Items
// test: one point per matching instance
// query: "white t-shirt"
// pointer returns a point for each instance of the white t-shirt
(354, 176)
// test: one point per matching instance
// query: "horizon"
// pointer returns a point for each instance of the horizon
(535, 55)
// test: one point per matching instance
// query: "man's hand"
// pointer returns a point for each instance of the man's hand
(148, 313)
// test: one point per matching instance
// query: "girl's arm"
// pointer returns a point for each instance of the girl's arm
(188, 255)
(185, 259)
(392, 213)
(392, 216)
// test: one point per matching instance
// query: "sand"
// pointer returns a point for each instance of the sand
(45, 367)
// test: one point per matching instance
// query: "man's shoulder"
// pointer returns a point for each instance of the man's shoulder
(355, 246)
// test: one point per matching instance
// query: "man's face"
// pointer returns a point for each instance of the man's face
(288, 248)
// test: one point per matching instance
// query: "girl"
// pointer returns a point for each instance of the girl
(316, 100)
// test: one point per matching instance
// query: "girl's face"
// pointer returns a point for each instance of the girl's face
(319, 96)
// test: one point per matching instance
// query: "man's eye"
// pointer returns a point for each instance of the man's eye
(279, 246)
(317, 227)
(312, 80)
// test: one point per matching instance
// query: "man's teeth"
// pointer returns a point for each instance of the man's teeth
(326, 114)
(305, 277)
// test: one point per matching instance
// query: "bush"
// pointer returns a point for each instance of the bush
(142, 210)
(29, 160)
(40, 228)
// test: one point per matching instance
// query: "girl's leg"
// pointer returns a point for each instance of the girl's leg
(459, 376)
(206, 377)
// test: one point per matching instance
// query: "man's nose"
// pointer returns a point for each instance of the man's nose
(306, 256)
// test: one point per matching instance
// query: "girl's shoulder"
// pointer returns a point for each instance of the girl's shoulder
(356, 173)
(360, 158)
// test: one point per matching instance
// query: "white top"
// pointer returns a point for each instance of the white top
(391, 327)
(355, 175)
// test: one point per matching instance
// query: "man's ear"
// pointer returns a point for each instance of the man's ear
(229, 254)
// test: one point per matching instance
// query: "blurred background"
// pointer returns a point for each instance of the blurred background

Objective
Reproduce the material exactly, with every line intact.

Finished exercise
// test: one point per matching instance
// query: "white t-shirt"
// pointer returns a point for each instance of the white t-shirt
(354, 176)
// test: one point per matching instance
// query: "horizon"
// pointer returns a point for each instance of the horizon
(535, 55)
// test: one point per matching instance
// query: "man's hand"
// pointer returns a point for each instance of the man's hand
(148, 313)
// test: one point per matching instance
// query: "girl's arm"
// pointer returns a point for each instance of the girl's arm
(188, 255)
(185, 259)
(392, 213)
(392, 216)
// test: one point per matching instance
// query: "sand"
// pointer returns a point for each instance of the sand
(45, 367)
// test: one point per matching instance
// query: "man's shoulder"
// pointer returns a point for each instance of the man's shoulder
(355, 246)
// test: one point per matching instance
// query: "man's face"
// pointer returns a point for each instance of the man's face
(288, 248)
// test: one point per matching instance
// query: "girl"
// pointer returns a point for each instance of the girl
(316, 100)
// test: one point per matching instance
// query: "girl's face"
// pointer returns a point for each instance of the girl's face
(319, 96)
// test: one point per matching instance
// query: "man's eye"
// pointer returns a point for each instance of the man's eye
(279, 246)
(317, 227)
(312, 80)
// test: one point per matching instance
// query: "man's teeth"
// pointer returns a point for each instance of the man's teeth
(326, 114)
(305, 277)
// test: one point per matching instance
// query: "bush"
// pointer returns a point for each instance of the bush
(142, 210)
(29, 160)
(40, 228)
// test: one point per matching instance
// query: "girl's leg"
// pointer returns a point for each instance of the girl's leg
(459, 376)
(206, 377)
// test: one point per matching instance
// query: "man's nose"
// pointer returns a point for each instance of the man's nose
(306, 256)
// test: one point per matching instance
// query: "girl's shoulder"
// pointer returns a point for each instance of the girl's shoulder
(356, 173)
(360, 158)
// test: one point per matching instance
// query: "white top"
// pointer returns a point for each instance of the white top
(391, 327)
(355, 175)
// test: one point per matching instance
// query: "man's ear"
// pointer returns a point for each instance of the man's ear
(229, 254)
// test: one point per matching instance
// query: "blurred background"
// pointer returns a point for each instance of the blurred background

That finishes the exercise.